◆ What this task involves ◆
Exact copies of the records below are needed, free of pictures.
--- Records to process Enclosed Below ---
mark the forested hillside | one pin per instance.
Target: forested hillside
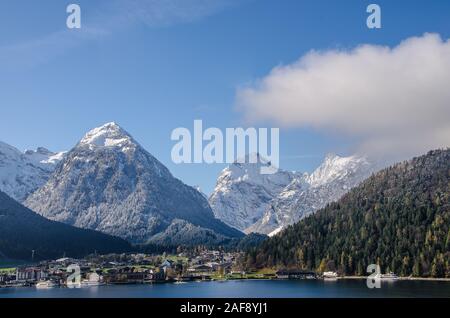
(398, 218)
(23, 231)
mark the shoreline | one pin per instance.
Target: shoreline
(403, 278)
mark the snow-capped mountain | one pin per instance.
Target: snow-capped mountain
(242, 193)
(109, 183)
(22, 173)
(308, 193)
(253, 202)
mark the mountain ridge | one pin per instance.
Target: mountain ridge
--- End of Enclosed Records to process ---
◆ The completed task ◆
mark the forested hillside | one pin per instance.
Target: forested hillside
(398, 218)
(23, 231)
mark the shoreline | one pin per instance.
Target: shoreline
(403, 278)
mark the snow-capped mountain | one pin per instance.
Target: snow-capped mountain
(242, 193)
(109, 183)
(22, 173)
(308, 193)
(253, 202)
mark the mountain ridge | one pin per instance.
Target: mountain ridge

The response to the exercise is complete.